Your objective — Write the next passage of the piece on the misuse of "deserve" in sports commentary, starting after its closing paragraph about Usain Bolt and the other sprinters.

VAFA Premier C – Williamstown CYMS: What We Deserve

The batsman grafts his way into the 90’s, but all his work is undone when he plays a loose shot and is caught in the covers. In the commentary box, Michael Clarke intones “That is disappointing, he deserved a hundred!”

 

The player charges through the centre of the MCG, the crowd’s excitement rising with each step taken; the player takes a couple of bounces, baulks an opponent, runs into the arc, and launches the Sherrin from 40 metres out. Only for the ball to slew off the side of his boot and through for a behind. Bruce McAvaney shrieks into his microphone: “That is such a shame, he deserved a goal for that…”

 

I describe the above passages of sporting play not for the purpose of pointing out that Clarke is not the greatest of commentators (Channel 7 and Fox concur), or that Bruce is prone to bouts of hyperbole. That much we know. As a life-long student of the English language, I use the paragraphs to demonstrate what I believe is the constant and frustrating misuse of the word deserve. He deserved this. She deserved that. Did the batsman who played an irresponsibly rash stroke really deserve a century? Did the footballer who shanked his kick truly deserve a goal? In both instances, I would answer resoundingly in the negative.

 

What about the sprinters who competed against Usain Bolt (remember when he was a sprinter, not a soccer player)? They may well have prepared for twice as long and trained twice as hard as Bolt. Does that mean that they deserved to beat him? Or, conversely, did Bolt deserve his numerous gold medals because he had the most natural talent and ability? Sure, he too would need to have prepared, but maybe not quite as much as the next man.

Entries provided —
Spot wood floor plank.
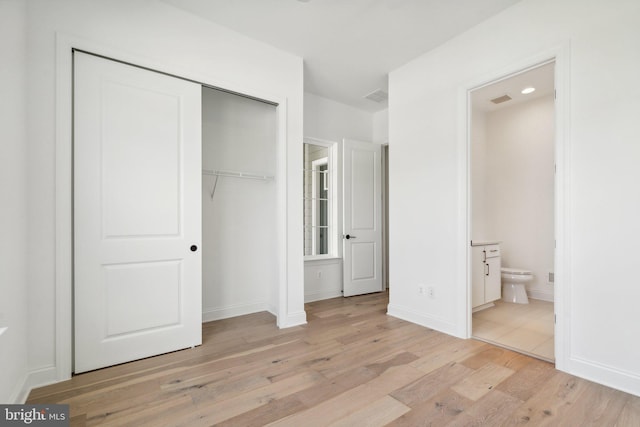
[268,365,423,427]
[448,390,523,427]
[451,362,514,400]
[391,362,474,407]
[330,395,411,427]
[616,396,640,426]
[28,293,640,427]
[389,387,472,427]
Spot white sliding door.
[74,52,202,373]
[343,139,383,296]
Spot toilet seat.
[500,267,532,276]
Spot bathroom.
[470,62,555,361]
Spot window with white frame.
[304,141,336,258]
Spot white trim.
[302,136,342,262]
[55,33,296,381]
[304,290,342,303]
[202,302,273,323]
[280,310,307,328]
[387,304,458,338]
[9,366,58,405]
[456,41,571,370]
[563,357,640,397]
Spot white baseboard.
[527,289,553,302]
[304,289,342,303]
[202,302,272,322]
[10,366,58,404]
[387,304,465,338]
[566,357,640,396]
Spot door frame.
[456,42,571,370]
[53,33,298,385]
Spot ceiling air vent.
[491,95,511,104]
[365,89,389,103]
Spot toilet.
[500,267,533,304]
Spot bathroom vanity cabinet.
[471,243,502,310]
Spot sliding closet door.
[74,52,202,373]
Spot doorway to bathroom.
[469,61,556,362]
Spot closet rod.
[202,169,273,181]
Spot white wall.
[202,88,278,321]
[26,0,304,392]
[373,108,389,144]
[482,95,555,301]
[469,109,488,242]
[0,0,30,403]
[304,92,373,142]
[301,92,374,302]
[389,0,640,394]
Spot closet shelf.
[202,169,274,181]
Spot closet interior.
[202,87,278,321]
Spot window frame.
[302,138,340,261]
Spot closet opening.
[202,86,279,322]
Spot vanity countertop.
[471,240,502,246]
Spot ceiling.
[471,62,555,112]
[162,0,519,112]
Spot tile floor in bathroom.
[473,298,554,362]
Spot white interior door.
[74,52,202,373]
[342,139,383,296]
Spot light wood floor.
[29,294,640,427]
[473,298,555,362]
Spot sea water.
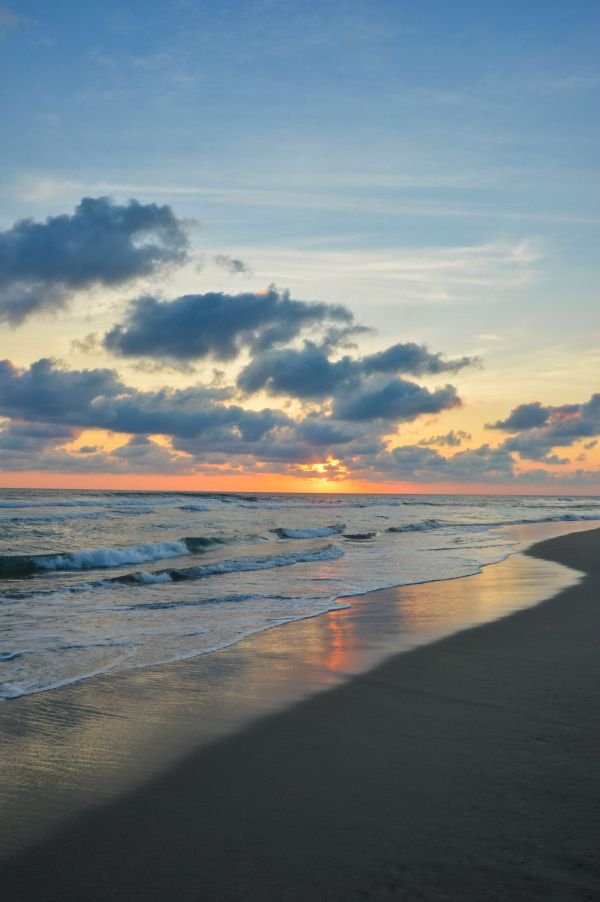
[0,490,600,699]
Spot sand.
[0,530,600,902]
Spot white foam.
[33,542,190,570]
[275,523,344,539]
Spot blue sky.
[0,0,600,494]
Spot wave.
[32,541,190,570]
[114,545,344,583]
[386,520,448,532]
[386,513,600,532]
[271,523,345,539]
[0,536,232,581]
[344,532,377,542]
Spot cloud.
[332,379,461,422]
[0,197,188,325]
[419,429,471,448]
[104,288,353,361]
[486,401,550,432]
[370,445,515,483]
[0,358,289,447]
[213,254,252,276]
[237,341,476,400]
[491,394,600,463]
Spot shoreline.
[0,530,600,900]
[0,523,587,860]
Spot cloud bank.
[0,197,188,325]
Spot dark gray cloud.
[419,429,471,448]
[370,445,515,483]
[104,289,353,360]
[0,359,289,445]
[486,401,550,432]
[237,341,360,400]
[494,394,600,463]
[237,341,476,400]
[213,254,252,276]
[0,197,188,325]
[362,342,479,376]
[332,379,461,422]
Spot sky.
[0,0,600,494]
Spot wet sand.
[0,530,600,902]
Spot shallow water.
[0,490,600,699]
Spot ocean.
[0,490,600,700]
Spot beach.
[0,530,600,900]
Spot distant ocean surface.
[0,490,600,699]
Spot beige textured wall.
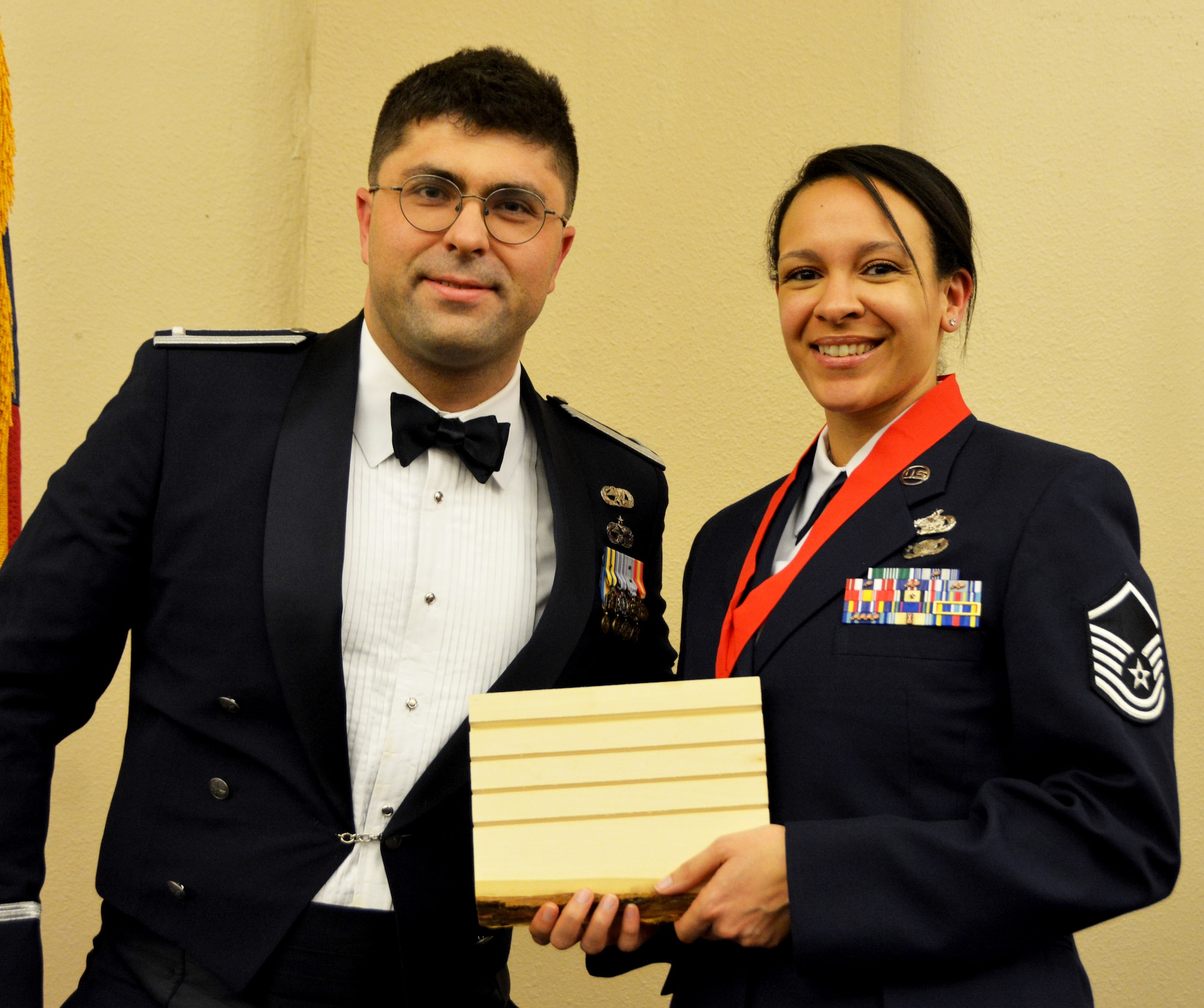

Task answer —
 

We are told from an early age that, in life, we get what we deserve. But do we? Does the corporate crook who rips off unsuspecting clients deserve to live a happy and comfortable life? Does the caring, devoted and generous woman who lives a selfless life deserve to be struck down with a terminal illness? Again, for most people the obvious answer to both of these questions is “No”. But maybe we all get what we deserve in the next life?

 

The CYs have won 16 matches this season. If we defeat Old Geelong on Saturday, we will have won 17 of our 18 home-and-away games. Such a record has determined that the team has deserved to finish in top spot, but nothing more. Come the finals, these performances offer no guarantees other than the knowledge that we have, at some stage during the season, defeated the opponent we are to play. In 2016, Caulfield Grammarians were the top-placed team, and exited the finals in “straight sets”. Did they get what they deserved?

 

The lessons are salutary: until we win a final in season 2018, we will really not have deserved anything.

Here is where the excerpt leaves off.